CEL ZADANIA: Przepisz wiernie, wiersz po wierszu, wszystkie poniższe wpisy. Obrazy pomiń w odpowiedzi.
───── DANE WEJŚCIOWE ─────
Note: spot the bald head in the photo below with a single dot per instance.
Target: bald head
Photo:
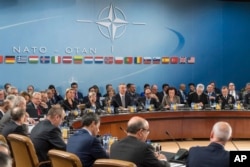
(222, 132)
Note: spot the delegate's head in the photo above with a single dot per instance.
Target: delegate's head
(200, 89)
(36, 98)
(231, 86)
(74, 86)
(122, 88)
(18, 115)
(154, 89)
(138, 127)
(5, 160)
(56, 115)
(70, 93)
(221, 132)
(2, 94)
(171, 92)
(147, 93)
(91, 121)
(224, 90)
(209, 89)
(92, 97)
(19, 101)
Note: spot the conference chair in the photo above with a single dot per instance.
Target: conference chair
(113, 163)
(2, 138)
(60, 158)
(23, 151)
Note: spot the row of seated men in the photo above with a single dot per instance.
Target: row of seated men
(40, 102)
(84, 143)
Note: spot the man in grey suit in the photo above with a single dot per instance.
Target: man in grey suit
(214, 154)
(133, 148)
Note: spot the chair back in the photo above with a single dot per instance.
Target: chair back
(2, 138)
(113, 163)
(60, 158)
(23, 151)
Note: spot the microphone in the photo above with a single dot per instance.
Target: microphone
(181, 153)
(123, 130)
(234, 144)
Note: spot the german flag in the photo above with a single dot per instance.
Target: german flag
(10, 59)
(138, 60)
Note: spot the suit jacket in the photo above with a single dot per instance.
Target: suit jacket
(11, 127)
(33, 112)
(133, 150)
(213, 155)
(46, 136)
(117, 102)
(87, 147)
(79, 97)
(133, 97)
(67, 107)
(182, 100)
(142, 101)
(194, 98)
(224, 101)
(166, 100)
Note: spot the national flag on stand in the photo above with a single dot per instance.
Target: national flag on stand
(183, 60)
(147, 60)
(44, 59)
(191, 60)
(118, 60)
(67, 59)
(138, 60)
(21, 59)
(33, 59)
(128, 60)
(77, 59)
(109, 60)
(156, 60)
(174, 60)
(56, 59)
(88, 59)
(98, 59)
(165, 60)
(10, 59)
(1, 59)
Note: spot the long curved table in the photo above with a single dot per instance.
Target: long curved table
(180, 124)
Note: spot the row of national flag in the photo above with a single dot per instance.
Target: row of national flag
(33, 59)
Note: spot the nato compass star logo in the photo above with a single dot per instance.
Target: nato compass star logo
(111, 23)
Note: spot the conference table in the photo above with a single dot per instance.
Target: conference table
(194, 124)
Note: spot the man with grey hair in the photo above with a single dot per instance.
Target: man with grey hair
(134, 148)
(214, 154)
(34, 108)
(198, 97)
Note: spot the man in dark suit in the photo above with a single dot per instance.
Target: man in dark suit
(78, 95)
(131, 92)
(47, 135)
(147, 101)
(121, 99)
(198, 97)
(134, 148)
(34, 107)
(16, 124)
(84, 142)
(225, 99)
(214, 154)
─────
PEŁNA ODPOWIEDŹ:
Note: spot the bald head in the photo below with a single dot per instance.
Target: bald head
Photo:
(222, 132)
Note: spot the delegate's head in the photo above with a single dot per instance.
Target: delegate's head
(200, 89)
(36, 98)
(231, 86)
(74, 86)
(122, 88)
(18, 115)
(154, 89)
(138, 127)
(5, 160)
(56, 115)
(70, 93)
(221, 132)
(2, 94)
(171, 92)
(147, 93)
(91, 121)
(224, 90)
(209, 89)
(92, 97)
(19, 101)
Note: spot the conference chair in the photo above with a single dot per instance.
Target: conference chair
(113, 163)
(2, 138)
(60, 158)
(23, 151)
Note: spot the row of seated men in the photo above with a single dot per instance.
Target: row of seated men
(40, 102)
(84, 143)
Note: spot the man in grey suit in the photo above with a single dot per instance.
Target: man in grey suit
(214, 154)
(133, 148)
Note: spot the chair back in the photo above with a single dot per instance.
Target: chair back
(2, 138)
(113, 163)
(60, 158)
(23, 151)
Note: spot the microphone in the photo above with a single dot per instance.
Target: microphone
(181, 153)
(123, 130)
(234, 144)
Note: spot the german flag in the photo above with a single dot per instance.
Target: german flag
(10, 59)
(138, 60)
Note: spot the suit jacket in the photo above with a single dot per instance.
Target: suit jacket
(11, 127)
(33, 112)
(133, 150)
(213, 155)
(46, 136)
(117, 102)
(87, 147)
(79, 97)
(133, 97)
(67, 107)
(182, 100)
(142, 101)
(194, 98)
(224, 101)
(166, 100)
Note: spot the national flag on stand in the photo above with a single dot per instance.
Target: national flag on stand
(183, 60)
(147, 60)
(44, 59)
(191, 60)
(118, 60)
(67, 59)
(138, 60)
(21, 59)
(33, 59)
(128, 60)
(77, 59)
(109, 60)
(156, 60)
(174, 60)
(56, 59)
(88, 59)
(98, 59)
(165, 60)
(10, 59)
(1, 59)
Note: spot the long curved table in the photo above with a single dot per instance.
Target: long curved table
(180, 124)
Note: spot the row of national flag in the photo above with a single dot per instance.
Target: row of national flag
(33, 59)
Note: spot the nato compass star logo in the photo above with a single dot per instance.
Target: nato compass star logo
(111, 23)
Note: spot the conference table in the photo above with a single dot per instance.
Target: conference table
(194, 124)
Note: spot the man with grey hair in the photo above with a single dot per instance.
Target: man with grey hair
(134, 148)
(214, 154)
(34, 108)
(198, 97)
Note: spot the man in dark suit in the photo above with a single dot per instance.
Target: man in dark suit
(78, 95)
(131, 92)
(47, 135)
(147, 101)
(121, 99)
(198, 97)
(134, 148)
(34, 107)
(16, 124)
(84, 142)
(225, 99)
(214, 154)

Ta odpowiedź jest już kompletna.